# HDMI Bitstream statt PCM einrichten. Aber wie?



## Less_Is_More (30. Mai 2012)

Hallo,

Mein Ziel ist es meine Digitalen Daten von meinem PC aus per HDMI mit kodiertem Bitstream anstatt mit "nur" unkodiertem Multi Channel PCM  an meine Anlage zu liefern. Und genau dabei benötige ich Hilfe
Mein Sys ist folgendes: PC bzw. Grafikkarte (HD 6870) geht via HDMI in meinen Harman/Kardon 360, der mir dann sowohl Bild, als auch 5.1 Ton liefern soll.
Soweit sogut, das funktioniert auch. Allerdings wird mir nur Multi Ch PCM angezeigt. Bei Musik o.ä. nicht weiter schlimm, bei Games wie z.B. Crysis 2 erwarte ich mir allerdings schon Dolby Digital.
Ich möchte also, dass mein A/V Receiver die Arbeit des kodierens übernimmt, anstatt es dem internem Soundchip der Graka zu überlassen.

Ideen?

BTW ist es evtl. möglich auch Musik kodiert zu übertragen? Ich möchte nämlich, dass das digitale Signal lediglich zum Receiver durchgeschliffen wird, damit ich dessen Leistung vollkommen ausschöpfen kann

Danke für eure Hilfe,
Lg


----------



## PommesmannXXL (30. Mai 2012)

════════════════

▶ AUFGABE 1:
Gib den Abschnitt aus dem Forenthread über HDMI-Bitstream wörtlich wieder, beginnend mit „## Less_Is_More (30.“ und weiter bis einschließlich „schon Dolby Digital.“.

════════════════

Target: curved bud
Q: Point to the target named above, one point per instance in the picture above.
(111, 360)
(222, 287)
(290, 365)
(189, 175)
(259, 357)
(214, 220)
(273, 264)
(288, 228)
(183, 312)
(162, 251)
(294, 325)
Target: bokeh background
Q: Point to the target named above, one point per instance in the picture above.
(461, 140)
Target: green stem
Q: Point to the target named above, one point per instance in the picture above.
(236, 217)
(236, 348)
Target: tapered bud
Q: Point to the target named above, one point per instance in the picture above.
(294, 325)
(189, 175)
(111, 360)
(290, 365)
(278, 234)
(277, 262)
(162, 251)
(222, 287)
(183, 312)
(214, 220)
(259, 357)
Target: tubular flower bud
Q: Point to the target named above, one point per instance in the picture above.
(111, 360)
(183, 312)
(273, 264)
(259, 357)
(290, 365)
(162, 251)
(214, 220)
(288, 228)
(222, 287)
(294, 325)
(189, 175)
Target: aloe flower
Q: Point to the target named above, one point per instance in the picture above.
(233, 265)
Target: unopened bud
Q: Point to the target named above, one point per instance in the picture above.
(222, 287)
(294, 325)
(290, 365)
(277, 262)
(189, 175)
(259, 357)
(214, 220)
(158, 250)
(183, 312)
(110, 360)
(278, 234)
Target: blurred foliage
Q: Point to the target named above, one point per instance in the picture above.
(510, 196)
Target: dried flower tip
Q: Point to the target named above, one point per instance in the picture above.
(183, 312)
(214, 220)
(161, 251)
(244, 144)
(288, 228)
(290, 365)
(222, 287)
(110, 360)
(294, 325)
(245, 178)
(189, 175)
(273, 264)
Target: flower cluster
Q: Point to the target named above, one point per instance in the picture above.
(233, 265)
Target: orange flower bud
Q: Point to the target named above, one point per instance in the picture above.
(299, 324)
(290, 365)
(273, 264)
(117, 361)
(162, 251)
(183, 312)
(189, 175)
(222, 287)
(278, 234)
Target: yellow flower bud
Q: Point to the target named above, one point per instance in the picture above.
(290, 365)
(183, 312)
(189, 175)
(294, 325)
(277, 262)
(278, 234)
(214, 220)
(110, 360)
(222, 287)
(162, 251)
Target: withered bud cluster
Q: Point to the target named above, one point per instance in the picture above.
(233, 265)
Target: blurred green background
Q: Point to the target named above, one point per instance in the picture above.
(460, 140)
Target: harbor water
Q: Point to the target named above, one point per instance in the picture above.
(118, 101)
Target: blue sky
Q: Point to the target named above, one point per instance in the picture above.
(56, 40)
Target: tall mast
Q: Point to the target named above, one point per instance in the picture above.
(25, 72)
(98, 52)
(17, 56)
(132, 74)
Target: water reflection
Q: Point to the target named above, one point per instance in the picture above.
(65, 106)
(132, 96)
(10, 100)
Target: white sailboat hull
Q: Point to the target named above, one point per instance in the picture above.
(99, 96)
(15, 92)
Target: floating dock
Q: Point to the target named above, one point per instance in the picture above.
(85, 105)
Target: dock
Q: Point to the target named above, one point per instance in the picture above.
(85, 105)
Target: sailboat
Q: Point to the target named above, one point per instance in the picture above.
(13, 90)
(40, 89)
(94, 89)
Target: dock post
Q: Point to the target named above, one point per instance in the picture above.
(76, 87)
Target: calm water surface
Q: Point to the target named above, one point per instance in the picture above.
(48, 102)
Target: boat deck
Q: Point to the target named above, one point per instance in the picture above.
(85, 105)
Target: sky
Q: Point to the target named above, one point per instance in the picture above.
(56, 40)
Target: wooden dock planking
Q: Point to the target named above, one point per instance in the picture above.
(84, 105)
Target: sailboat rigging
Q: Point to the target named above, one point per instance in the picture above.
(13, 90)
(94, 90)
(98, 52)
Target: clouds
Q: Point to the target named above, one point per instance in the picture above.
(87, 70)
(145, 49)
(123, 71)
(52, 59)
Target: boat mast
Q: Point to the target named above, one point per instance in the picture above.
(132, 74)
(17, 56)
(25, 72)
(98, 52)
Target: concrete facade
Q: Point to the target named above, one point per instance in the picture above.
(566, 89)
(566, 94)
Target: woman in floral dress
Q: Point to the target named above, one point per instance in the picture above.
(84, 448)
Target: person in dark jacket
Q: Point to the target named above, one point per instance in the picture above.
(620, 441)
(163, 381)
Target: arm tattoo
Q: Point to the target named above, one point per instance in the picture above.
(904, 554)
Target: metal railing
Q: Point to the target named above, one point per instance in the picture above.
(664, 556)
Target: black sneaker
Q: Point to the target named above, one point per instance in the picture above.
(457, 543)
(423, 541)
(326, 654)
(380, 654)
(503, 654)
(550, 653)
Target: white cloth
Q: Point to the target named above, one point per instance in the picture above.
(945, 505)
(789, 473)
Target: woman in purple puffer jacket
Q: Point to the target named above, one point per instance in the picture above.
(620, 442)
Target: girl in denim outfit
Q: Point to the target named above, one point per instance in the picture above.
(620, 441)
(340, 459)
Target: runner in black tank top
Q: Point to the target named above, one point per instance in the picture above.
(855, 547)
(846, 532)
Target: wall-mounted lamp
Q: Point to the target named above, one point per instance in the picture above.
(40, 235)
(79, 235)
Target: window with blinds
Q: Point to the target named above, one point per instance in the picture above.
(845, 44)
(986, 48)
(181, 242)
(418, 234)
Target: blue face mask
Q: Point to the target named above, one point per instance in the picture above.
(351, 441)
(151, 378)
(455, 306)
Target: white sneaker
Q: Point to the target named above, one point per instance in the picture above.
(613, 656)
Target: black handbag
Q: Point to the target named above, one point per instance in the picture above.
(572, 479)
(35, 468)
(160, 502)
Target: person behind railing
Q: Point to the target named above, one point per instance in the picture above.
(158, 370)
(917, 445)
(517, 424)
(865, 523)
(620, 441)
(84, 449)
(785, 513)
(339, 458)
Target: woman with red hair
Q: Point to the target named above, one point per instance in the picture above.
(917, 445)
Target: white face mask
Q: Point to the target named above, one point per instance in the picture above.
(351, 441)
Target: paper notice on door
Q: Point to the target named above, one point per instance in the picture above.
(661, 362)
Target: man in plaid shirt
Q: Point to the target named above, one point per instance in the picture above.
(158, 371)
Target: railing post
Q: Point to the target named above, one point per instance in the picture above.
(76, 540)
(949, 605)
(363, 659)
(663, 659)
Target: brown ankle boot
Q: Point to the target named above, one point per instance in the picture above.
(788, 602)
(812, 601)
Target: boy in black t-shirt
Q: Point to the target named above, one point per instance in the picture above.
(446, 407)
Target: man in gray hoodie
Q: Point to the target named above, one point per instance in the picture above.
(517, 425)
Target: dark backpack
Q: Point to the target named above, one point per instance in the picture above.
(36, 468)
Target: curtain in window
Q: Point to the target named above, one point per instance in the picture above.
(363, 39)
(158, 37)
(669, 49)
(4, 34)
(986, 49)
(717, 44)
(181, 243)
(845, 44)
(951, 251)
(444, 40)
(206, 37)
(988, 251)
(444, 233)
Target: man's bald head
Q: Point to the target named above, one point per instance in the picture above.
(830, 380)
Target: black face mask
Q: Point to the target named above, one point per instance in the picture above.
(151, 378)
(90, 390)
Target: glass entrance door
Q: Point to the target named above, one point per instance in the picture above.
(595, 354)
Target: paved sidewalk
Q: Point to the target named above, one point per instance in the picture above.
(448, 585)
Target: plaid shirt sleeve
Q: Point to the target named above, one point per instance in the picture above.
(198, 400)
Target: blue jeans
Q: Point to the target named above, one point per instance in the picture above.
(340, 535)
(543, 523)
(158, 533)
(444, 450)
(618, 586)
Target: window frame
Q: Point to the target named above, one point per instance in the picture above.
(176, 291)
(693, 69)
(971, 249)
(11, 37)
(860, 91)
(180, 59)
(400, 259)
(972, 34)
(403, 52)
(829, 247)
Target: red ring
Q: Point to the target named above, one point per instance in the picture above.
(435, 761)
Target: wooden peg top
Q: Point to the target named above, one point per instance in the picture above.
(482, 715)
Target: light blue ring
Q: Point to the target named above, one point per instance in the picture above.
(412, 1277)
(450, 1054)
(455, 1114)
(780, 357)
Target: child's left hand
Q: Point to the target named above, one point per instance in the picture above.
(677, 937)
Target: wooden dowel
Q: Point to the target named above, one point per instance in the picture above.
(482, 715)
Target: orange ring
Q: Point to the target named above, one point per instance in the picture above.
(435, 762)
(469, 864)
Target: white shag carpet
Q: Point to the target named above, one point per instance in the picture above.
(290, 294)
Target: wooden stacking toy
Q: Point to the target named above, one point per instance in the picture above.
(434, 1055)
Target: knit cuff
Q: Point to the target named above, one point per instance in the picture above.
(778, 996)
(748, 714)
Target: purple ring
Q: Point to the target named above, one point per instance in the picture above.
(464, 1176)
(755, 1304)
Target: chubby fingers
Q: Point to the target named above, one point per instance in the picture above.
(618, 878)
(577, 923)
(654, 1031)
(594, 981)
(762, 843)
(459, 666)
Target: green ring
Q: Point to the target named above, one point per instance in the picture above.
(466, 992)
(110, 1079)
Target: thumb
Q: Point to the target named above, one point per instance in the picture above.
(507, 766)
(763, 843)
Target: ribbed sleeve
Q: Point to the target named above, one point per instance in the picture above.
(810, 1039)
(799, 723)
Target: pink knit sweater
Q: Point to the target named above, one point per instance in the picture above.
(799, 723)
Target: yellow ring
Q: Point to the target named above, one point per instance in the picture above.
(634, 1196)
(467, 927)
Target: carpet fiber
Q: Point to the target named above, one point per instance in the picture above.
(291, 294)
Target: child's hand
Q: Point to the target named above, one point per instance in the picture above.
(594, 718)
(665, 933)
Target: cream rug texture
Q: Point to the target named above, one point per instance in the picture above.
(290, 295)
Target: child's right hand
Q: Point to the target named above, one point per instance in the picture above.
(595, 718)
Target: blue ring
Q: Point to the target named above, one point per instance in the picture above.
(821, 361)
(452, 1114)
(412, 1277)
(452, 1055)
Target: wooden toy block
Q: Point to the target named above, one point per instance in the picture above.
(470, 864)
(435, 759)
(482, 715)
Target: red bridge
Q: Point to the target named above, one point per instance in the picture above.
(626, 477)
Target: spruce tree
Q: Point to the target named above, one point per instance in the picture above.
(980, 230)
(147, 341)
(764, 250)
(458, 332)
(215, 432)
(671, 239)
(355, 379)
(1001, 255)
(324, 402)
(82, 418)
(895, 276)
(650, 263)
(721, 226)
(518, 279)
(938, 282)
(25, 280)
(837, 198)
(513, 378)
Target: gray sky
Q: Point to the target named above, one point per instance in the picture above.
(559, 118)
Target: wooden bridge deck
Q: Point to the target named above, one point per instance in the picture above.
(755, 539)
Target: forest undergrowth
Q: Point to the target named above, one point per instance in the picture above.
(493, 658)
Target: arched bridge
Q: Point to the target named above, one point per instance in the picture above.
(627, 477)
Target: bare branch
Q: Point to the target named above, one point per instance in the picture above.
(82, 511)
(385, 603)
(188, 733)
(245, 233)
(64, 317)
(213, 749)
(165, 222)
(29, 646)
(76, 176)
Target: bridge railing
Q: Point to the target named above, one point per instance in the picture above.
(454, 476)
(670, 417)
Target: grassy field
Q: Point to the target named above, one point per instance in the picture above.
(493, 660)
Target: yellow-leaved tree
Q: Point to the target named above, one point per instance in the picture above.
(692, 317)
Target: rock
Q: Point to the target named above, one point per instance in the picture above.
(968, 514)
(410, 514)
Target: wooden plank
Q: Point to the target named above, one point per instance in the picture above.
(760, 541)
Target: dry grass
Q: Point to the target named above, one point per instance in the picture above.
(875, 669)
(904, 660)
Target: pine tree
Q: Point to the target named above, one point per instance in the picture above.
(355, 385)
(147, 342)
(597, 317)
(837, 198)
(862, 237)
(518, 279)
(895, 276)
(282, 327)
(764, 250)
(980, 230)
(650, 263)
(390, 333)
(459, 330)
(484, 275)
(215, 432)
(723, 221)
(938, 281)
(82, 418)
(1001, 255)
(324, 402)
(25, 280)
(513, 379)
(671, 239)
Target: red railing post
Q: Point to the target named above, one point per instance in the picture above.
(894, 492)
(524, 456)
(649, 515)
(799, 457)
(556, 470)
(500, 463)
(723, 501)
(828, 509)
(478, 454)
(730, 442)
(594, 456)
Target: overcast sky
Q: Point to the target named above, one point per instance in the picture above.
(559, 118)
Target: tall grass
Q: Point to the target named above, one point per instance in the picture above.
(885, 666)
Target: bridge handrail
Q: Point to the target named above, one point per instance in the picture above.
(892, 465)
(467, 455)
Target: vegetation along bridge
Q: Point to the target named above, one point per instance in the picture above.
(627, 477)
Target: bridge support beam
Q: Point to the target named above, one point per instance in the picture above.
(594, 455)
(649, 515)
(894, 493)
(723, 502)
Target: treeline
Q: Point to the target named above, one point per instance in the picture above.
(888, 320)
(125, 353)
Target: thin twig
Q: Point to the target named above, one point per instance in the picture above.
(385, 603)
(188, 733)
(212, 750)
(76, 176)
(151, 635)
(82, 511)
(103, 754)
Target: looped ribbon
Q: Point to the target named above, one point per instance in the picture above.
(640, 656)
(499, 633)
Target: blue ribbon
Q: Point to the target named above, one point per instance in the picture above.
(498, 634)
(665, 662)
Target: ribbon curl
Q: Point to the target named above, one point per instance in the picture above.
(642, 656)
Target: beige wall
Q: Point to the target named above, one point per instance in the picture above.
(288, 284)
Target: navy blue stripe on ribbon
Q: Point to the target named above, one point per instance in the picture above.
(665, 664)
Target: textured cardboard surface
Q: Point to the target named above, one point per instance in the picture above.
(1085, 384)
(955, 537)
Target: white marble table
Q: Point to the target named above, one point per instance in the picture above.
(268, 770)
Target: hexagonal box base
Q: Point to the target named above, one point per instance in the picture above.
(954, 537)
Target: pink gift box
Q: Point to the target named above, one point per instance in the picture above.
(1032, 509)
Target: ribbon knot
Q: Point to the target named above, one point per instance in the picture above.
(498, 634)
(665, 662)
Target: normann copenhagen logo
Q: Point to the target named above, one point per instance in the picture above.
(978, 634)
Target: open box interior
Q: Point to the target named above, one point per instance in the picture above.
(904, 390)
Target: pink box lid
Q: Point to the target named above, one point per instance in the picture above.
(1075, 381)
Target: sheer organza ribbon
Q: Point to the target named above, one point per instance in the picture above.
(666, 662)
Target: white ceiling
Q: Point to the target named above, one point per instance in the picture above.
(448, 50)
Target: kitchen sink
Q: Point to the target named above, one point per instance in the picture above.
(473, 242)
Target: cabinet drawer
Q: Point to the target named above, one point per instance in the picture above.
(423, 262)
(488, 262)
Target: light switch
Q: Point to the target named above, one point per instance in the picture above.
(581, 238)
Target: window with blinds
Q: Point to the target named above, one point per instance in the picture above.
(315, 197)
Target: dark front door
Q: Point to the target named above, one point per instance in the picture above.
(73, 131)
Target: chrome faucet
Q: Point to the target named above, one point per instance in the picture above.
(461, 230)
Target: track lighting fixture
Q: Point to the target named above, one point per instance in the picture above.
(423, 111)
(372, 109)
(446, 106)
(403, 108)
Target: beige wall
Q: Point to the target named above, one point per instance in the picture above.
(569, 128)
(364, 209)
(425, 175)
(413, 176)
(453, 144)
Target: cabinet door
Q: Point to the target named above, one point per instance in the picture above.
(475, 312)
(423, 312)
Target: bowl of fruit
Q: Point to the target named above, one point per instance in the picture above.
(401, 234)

════════════════

▶ AUFGABE 2:
Schreibe aus den Datensätzen die Zeilen wortgetreu ab, beginnend mit der Zeile mit „Target: yellow ring“ und weiter bis einschließlich der Zeile mit „(452, 1055)“.

▶ RICHTIGE LÖSUNG 1:
## Less_Is_More (30. Mai 2012)

Hallo,

Mein Ziel ist es meine Digitalen Daten von meinem PC aus per HDMI mit kodiertem Bitstream anstatt mit "nur" unkodiertem Multi Channel PCM  an meine Anlage zu liefern. Und genau dabei benötige ich Hilfe
Mein Sys ist folgendes: PC bzw. Grafikkarte (HD 6870) geht via HDMI in meinen Harman/Kardon 360, der mir dann sowohl Bild, als auch 5.1 Ton liefern soll.
Soweit sogut, das funktioniert auch. Allerdings wird mir nur Multi Ch PCM angezeigt. Bei Musik o.ä. nicht weiter schlimm, bei Games wie z.B. Crysis 2 erwarte ich mir allerdings schon Dolby Digital.

▶ RICHTIGE LÖSUNG 2:
Target: yellow ring
Q: Point to the target named above, one point per instance in the picture above.
(634, 1196)
(467, 927)
Target: carpet fiber
Q: Point to the target named above, one point per instance in the picture above.
(291, 294)
Target: child's hand
Q: Point to the target named above, one point per instance in the picture above.
(594, 718)
(665, 933)
Target: cream rug texture
Q: Point to the target named above, one point per instance in the picture above.
(290, 295)
Target: child's right hand
Q: Point to the target named above, one point per instance in the picture above.
(595, 718)
Target: blue ring
Q: Point to the target named above, one point per instance in the picture above.
(821, 361)
(452, 1114)
(412, 1277)
(452, 1055)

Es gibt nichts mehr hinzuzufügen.